■ WHAT IS BEING ASKED
Only the line containing "Where can the rock cliff" and those after it, up to the end of the records below, are to be set down, exactly as written.

(Records contained in a dataset)
****************

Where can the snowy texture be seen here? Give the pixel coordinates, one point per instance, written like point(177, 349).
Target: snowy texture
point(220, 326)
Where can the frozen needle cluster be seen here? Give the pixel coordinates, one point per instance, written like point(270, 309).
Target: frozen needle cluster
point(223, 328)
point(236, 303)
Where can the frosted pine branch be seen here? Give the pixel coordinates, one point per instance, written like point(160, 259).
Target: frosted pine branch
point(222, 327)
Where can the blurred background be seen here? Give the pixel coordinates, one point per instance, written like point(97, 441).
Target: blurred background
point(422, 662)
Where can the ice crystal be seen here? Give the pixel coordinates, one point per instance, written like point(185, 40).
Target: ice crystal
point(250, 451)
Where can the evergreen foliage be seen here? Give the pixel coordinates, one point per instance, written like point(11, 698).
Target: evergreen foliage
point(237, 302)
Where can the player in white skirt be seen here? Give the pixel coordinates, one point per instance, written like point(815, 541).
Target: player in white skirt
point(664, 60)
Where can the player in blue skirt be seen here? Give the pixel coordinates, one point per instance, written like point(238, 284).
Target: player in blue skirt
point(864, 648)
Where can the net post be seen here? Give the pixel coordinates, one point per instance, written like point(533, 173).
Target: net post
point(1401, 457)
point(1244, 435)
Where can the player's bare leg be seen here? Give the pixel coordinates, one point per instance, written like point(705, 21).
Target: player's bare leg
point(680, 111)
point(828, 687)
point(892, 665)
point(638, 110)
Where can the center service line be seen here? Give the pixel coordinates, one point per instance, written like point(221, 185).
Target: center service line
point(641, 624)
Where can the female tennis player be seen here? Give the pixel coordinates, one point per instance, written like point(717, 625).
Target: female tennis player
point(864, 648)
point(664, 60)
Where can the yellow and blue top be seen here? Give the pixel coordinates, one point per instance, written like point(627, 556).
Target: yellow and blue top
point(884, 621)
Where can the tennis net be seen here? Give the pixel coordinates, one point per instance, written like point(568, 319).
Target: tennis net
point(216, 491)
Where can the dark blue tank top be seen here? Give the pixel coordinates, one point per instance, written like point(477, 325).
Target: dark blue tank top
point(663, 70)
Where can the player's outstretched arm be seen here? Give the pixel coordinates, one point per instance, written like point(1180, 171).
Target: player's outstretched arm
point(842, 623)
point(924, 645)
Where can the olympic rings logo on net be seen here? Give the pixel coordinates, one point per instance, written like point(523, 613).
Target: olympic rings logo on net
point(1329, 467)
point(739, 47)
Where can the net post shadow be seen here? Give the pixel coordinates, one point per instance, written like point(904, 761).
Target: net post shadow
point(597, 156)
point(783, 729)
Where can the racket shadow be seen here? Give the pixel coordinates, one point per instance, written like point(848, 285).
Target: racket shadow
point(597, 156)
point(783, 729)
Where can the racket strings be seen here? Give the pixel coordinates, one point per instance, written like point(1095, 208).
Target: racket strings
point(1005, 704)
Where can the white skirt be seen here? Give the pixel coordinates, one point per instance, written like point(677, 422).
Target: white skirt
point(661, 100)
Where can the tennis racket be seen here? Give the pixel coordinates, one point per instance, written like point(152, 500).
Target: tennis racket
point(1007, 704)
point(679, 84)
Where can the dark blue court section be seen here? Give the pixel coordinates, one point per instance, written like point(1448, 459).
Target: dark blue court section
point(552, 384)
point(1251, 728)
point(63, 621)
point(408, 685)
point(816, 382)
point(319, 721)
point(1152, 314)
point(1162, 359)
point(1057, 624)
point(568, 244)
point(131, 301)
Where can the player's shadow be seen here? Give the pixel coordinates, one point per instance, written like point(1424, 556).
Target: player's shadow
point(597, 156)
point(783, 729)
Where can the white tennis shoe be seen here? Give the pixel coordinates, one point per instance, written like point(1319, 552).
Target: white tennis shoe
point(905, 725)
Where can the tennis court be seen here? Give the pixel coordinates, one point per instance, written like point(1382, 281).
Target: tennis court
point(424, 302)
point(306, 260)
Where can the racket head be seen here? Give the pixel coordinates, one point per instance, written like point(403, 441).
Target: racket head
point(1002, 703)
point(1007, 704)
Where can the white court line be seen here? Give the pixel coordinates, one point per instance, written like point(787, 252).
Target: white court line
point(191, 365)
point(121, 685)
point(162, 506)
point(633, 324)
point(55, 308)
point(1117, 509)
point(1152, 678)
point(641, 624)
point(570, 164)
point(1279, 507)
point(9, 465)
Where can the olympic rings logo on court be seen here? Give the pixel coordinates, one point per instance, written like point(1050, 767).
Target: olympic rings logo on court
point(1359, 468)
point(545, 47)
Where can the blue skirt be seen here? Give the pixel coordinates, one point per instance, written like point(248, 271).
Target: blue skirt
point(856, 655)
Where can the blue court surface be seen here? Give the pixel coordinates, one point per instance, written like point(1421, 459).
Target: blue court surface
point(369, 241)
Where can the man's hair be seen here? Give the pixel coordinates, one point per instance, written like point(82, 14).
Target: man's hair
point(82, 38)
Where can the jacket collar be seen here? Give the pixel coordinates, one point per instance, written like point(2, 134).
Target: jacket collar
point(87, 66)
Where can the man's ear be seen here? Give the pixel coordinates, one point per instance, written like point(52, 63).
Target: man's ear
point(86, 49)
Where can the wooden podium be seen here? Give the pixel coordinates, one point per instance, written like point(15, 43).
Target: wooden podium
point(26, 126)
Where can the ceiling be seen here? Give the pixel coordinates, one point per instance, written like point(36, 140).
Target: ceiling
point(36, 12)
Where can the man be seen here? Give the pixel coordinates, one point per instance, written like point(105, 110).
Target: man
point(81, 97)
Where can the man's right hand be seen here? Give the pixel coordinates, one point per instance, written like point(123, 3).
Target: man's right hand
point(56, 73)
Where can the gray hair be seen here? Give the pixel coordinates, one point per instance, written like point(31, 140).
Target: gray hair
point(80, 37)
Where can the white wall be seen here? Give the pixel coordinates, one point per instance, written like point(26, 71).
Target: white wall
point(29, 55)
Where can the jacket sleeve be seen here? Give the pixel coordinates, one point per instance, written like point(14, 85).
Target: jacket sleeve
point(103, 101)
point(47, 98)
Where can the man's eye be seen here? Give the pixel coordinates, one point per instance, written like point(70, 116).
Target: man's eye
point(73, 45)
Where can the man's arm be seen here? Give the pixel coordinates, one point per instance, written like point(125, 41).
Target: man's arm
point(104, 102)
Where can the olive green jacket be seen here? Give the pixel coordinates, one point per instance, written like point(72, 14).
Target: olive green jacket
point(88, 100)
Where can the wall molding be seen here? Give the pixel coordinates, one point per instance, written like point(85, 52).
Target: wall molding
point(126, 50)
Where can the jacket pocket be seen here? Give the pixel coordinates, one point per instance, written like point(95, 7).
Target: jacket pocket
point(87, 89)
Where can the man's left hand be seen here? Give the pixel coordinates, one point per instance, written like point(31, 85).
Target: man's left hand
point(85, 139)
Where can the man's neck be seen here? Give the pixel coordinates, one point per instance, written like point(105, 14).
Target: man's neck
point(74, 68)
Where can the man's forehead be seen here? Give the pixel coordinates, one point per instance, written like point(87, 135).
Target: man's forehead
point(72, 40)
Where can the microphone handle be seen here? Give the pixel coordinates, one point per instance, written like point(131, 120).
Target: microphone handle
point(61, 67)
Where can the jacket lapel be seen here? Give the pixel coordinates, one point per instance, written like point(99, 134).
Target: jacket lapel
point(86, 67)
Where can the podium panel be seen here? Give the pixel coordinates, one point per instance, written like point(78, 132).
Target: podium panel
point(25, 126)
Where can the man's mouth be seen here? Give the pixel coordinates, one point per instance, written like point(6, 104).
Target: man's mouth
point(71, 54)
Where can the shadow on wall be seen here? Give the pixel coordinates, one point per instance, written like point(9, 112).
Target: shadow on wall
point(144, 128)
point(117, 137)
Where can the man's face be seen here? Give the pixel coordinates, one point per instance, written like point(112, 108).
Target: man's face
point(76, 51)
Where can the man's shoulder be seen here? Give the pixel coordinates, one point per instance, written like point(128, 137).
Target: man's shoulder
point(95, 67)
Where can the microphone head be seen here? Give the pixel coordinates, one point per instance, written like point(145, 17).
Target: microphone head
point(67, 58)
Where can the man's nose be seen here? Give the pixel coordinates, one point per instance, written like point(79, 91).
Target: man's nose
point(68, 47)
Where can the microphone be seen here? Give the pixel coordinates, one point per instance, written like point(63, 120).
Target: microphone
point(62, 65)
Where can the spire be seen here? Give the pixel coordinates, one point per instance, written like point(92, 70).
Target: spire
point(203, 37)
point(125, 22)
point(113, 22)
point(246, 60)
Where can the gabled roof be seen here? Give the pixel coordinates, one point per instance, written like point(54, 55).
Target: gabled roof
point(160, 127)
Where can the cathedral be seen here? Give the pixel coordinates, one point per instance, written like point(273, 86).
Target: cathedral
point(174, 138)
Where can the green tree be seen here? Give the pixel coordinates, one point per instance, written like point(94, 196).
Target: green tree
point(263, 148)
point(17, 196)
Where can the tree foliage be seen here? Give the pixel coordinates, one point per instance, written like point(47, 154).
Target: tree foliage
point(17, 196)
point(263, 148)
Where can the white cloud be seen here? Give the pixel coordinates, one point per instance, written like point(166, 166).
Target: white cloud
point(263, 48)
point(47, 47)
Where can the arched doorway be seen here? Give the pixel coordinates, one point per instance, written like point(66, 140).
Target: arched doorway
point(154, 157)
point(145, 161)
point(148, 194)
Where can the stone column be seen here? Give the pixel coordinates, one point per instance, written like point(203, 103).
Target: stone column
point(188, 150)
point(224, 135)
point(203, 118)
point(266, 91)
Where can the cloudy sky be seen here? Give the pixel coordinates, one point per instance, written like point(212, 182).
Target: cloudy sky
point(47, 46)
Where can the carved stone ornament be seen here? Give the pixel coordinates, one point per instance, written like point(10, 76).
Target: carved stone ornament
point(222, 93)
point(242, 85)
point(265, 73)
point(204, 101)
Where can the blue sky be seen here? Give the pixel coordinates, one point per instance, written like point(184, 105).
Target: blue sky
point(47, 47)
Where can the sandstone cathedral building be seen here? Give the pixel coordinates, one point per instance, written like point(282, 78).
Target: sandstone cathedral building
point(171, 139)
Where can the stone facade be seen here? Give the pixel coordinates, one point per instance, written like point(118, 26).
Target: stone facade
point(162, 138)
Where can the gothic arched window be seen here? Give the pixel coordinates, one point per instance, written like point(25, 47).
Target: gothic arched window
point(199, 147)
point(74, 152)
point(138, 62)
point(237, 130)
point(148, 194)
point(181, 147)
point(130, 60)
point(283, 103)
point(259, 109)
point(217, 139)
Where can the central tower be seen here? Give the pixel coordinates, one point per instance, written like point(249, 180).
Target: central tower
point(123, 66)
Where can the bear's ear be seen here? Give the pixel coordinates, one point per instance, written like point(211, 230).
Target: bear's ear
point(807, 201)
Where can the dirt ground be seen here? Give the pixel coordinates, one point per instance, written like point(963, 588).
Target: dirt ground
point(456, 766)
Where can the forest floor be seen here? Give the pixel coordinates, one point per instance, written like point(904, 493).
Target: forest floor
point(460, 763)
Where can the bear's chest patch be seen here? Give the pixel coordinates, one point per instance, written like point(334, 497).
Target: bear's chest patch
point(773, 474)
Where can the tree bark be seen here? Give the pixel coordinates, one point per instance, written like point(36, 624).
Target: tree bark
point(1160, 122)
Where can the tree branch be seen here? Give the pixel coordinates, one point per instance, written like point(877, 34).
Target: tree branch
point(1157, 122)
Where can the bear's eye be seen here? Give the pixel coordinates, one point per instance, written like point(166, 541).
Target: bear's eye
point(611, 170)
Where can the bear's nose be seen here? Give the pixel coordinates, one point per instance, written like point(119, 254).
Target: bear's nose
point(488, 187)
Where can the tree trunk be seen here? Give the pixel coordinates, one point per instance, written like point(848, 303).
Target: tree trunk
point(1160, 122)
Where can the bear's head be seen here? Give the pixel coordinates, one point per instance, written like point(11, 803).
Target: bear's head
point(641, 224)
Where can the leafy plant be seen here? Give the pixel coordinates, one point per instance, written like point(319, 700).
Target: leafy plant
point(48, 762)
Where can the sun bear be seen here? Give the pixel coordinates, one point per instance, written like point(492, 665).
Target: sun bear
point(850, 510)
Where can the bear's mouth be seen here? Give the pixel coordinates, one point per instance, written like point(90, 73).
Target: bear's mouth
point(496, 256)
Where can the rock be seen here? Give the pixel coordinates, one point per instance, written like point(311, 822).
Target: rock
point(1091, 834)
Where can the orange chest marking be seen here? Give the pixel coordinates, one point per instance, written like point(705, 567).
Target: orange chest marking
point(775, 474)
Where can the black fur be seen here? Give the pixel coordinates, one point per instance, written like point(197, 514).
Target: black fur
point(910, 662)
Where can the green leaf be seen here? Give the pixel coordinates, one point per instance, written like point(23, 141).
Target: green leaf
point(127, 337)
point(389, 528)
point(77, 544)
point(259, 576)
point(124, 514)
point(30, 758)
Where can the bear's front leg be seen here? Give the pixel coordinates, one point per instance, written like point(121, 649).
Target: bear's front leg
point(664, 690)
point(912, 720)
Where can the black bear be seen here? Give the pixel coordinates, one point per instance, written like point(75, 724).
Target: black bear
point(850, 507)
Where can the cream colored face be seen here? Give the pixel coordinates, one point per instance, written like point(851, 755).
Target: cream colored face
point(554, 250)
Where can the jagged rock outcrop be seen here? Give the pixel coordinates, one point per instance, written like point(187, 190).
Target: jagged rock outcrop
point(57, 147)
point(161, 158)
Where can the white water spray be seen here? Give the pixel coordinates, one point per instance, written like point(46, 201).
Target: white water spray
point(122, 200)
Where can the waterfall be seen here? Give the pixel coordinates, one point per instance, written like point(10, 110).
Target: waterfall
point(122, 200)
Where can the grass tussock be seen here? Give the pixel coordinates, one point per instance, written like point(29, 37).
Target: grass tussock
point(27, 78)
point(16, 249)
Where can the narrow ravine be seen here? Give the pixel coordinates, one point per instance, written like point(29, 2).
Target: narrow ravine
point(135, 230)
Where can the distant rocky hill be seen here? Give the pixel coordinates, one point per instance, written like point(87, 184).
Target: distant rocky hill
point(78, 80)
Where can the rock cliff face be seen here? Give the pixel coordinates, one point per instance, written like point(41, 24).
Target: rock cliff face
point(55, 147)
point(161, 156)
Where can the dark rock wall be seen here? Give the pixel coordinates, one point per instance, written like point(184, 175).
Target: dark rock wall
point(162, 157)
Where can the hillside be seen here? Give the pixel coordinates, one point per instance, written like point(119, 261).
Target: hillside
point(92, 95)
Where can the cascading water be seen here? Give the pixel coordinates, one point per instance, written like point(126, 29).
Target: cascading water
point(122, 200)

****************

■ THE ANSWER
Where can the rock cliff face be seen here? Give the pixel coordinates, one point per instance, written like point(41, 24).
Target: rock cliff face
point(55, 147)
point(161, 156)
Where can the dark rock wall be seen here? Give the pixel coordinates, one point per instance, written like point(184, 175).
Target: dark rock wall
point(162, 157)
Where can the hillside be seen here? Give the pixel coordinates, one point per instance, written like point(119, 261).
Target: hillside
point(92, 95)
Where can the cascading water be seen here? Give the pixel coordinates, one point per instance, written like point(126, 29).
Target: cascading water
point(122, 200)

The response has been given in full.